Could you render the data below as a JSON list of strings, one string per line with blank lines skipped, starting at the line that contains "Crossing-audit request: pin the arched church doorway" and running through the last line of the data?

═══ DATA LINES ═══

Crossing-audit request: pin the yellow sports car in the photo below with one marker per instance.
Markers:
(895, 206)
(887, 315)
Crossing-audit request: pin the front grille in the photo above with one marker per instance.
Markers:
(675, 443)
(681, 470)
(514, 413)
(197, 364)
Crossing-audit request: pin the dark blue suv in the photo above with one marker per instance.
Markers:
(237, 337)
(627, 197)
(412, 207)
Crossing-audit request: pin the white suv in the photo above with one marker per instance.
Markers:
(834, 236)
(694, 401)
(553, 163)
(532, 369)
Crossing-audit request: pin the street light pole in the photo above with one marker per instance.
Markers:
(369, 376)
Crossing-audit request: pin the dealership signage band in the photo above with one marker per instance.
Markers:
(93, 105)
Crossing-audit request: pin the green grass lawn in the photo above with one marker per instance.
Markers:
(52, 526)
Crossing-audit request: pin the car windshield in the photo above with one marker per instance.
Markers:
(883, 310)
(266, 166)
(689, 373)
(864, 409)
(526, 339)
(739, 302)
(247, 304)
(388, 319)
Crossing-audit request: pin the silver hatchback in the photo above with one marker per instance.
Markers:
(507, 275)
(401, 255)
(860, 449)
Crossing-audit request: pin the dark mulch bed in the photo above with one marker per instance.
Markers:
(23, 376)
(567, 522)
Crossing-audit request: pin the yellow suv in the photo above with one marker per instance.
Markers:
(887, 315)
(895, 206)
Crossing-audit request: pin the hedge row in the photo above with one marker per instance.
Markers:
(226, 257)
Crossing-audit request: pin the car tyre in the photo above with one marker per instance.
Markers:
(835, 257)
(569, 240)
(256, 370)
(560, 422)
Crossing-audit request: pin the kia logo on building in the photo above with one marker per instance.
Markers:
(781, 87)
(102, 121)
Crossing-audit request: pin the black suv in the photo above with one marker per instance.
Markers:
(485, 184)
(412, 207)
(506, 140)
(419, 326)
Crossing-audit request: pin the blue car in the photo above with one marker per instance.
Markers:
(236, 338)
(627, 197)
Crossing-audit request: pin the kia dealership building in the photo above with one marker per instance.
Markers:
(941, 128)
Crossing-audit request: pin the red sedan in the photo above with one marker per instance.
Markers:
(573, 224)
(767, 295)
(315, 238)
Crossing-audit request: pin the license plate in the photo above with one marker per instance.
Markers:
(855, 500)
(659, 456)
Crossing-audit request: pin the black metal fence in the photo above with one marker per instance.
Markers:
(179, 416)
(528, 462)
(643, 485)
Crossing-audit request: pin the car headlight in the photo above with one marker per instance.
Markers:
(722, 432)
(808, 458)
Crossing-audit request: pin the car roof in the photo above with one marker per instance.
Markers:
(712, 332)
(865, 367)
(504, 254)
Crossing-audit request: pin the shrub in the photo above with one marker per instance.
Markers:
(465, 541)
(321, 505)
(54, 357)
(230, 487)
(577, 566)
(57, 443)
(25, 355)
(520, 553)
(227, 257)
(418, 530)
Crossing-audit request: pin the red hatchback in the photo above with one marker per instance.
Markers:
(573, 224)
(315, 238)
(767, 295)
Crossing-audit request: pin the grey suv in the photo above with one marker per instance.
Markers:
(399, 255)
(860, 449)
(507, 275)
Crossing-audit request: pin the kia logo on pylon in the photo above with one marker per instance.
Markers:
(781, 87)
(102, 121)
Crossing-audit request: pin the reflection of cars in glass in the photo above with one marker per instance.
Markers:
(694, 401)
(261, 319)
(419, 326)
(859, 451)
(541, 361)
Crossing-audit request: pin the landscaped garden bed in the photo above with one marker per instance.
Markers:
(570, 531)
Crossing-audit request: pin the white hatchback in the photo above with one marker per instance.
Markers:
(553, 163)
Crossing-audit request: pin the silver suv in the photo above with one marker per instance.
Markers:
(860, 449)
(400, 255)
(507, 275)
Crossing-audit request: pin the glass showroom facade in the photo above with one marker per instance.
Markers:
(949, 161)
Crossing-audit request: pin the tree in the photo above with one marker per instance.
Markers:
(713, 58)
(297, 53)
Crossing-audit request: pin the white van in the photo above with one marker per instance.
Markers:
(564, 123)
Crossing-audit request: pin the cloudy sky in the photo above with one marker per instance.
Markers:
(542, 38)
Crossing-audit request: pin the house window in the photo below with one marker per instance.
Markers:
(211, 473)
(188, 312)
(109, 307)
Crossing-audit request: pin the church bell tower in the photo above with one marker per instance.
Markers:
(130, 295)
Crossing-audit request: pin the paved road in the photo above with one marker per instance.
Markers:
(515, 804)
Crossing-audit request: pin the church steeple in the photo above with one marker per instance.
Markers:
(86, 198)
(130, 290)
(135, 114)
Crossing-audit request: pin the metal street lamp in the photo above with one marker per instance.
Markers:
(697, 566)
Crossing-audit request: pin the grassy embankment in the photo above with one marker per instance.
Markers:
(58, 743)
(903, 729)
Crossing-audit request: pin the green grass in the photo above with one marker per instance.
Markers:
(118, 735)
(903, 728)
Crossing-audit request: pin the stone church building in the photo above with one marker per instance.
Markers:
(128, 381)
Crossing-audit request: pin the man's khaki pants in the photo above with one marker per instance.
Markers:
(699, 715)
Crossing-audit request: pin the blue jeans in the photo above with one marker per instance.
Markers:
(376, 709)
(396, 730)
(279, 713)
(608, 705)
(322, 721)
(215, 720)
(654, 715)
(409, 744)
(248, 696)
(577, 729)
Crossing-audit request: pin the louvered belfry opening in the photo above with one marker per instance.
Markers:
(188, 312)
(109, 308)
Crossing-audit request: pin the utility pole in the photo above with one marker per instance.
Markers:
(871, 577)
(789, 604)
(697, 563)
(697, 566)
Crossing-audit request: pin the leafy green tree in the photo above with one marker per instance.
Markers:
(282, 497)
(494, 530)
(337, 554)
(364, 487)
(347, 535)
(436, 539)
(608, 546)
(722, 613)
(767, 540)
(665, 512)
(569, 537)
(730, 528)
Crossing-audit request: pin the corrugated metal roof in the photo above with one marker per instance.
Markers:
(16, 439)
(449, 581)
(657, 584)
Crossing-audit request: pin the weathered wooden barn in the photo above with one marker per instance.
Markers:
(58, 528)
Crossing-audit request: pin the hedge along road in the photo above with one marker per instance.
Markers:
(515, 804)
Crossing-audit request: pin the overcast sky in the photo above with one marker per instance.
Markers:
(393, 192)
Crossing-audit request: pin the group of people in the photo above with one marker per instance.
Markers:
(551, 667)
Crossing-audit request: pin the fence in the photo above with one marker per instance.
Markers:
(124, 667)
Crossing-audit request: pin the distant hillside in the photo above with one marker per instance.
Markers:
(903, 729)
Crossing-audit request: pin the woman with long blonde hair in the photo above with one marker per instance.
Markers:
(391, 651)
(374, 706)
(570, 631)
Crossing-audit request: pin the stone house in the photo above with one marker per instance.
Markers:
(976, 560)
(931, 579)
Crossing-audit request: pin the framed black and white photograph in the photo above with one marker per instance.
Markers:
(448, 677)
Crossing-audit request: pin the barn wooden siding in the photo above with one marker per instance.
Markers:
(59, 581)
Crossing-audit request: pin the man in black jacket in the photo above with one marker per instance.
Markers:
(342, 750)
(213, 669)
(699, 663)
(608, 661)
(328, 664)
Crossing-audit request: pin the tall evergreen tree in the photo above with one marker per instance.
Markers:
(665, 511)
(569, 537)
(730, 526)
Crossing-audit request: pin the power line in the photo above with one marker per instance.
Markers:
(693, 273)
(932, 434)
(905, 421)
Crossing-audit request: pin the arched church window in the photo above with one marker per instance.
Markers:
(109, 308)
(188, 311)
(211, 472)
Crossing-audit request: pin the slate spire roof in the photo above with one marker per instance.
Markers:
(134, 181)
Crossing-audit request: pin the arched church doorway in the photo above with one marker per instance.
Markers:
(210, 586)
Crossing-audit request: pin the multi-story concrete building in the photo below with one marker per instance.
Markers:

═══

SOLUTION TO THIS EXERCISE:
[
  "Crossing-audit request: pin the arched church doorway in the photo above with one marker per instance.",
  "Markers:",
  "(210, 586)",
  "Crossing-audit request: pin the multi-story concrete building in the photo below with one marker per instance.",
  "Markers:"
]